◆ OBJECTIVE ◆
Count the lines of the records below that contain the string "engraved", matching case exactly. Reply with the number only.

**** GIVEN DATA ****

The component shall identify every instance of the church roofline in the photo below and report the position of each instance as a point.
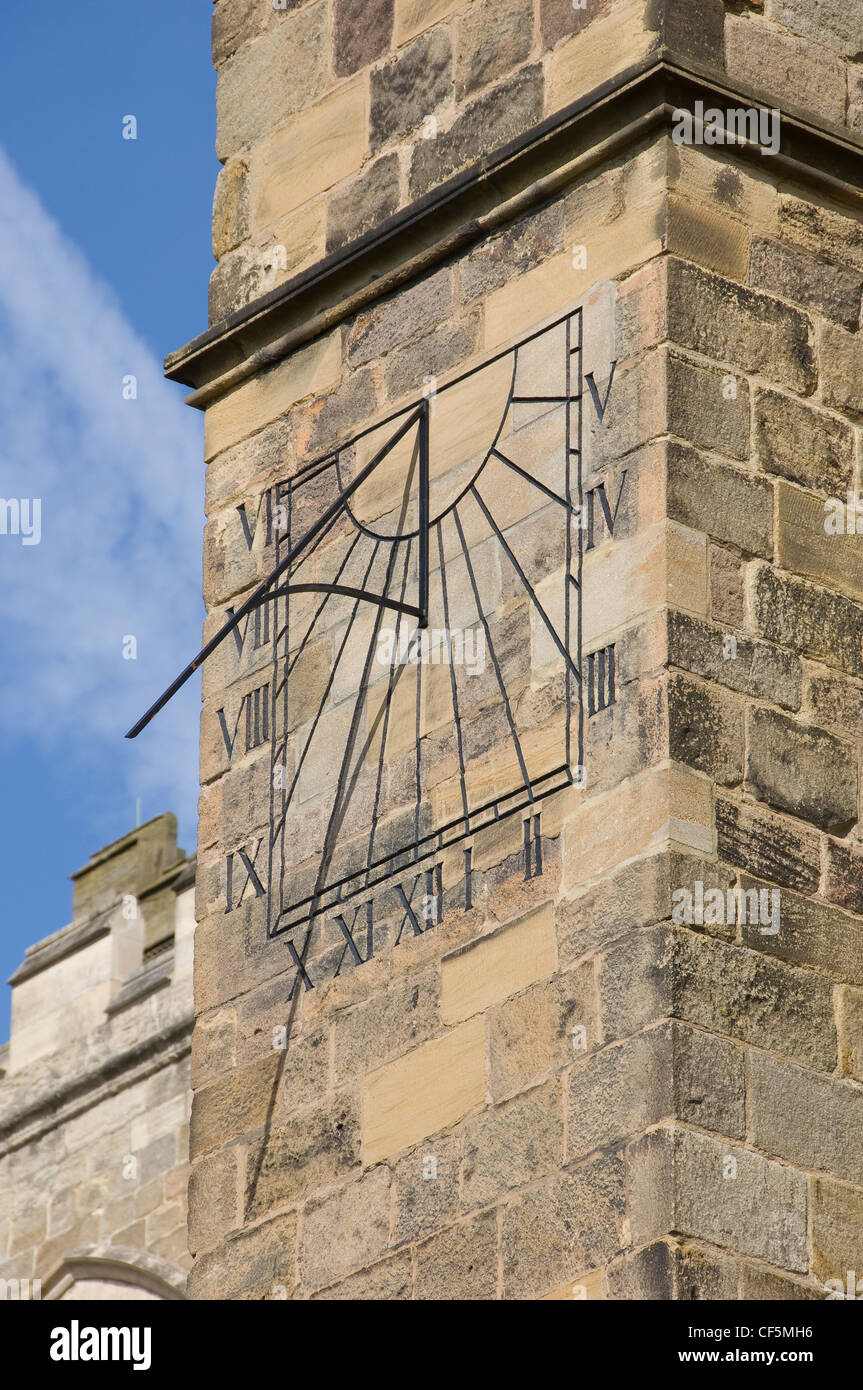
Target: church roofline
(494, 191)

****
**** GIVEN DATA ****

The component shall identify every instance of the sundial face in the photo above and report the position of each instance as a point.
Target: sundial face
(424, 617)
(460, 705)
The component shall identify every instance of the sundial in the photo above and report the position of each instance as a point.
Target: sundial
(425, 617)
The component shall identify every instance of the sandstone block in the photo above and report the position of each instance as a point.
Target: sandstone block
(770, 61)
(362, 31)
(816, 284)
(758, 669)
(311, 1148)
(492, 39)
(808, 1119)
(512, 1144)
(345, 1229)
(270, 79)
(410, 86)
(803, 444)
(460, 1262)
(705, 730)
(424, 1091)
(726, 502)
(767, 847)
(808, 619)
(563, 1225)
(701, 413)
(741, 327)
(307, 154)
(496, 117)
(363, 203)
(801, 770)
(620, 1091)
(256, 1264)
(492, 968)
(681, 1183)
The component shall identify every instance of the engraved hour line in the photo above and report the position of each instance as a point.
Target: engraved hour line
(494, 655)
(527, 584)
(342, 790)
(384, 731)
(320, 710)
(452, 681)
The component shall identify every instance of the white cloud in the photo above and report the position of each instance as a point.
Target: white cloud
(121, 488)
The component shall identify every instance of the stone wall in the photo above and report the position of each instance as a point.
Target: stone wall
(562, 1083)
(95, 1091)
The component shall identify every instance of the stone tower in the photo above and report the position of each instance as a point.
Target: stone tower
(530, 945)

****

◆ SOLUTION TO THIS EXERCISE ◆
2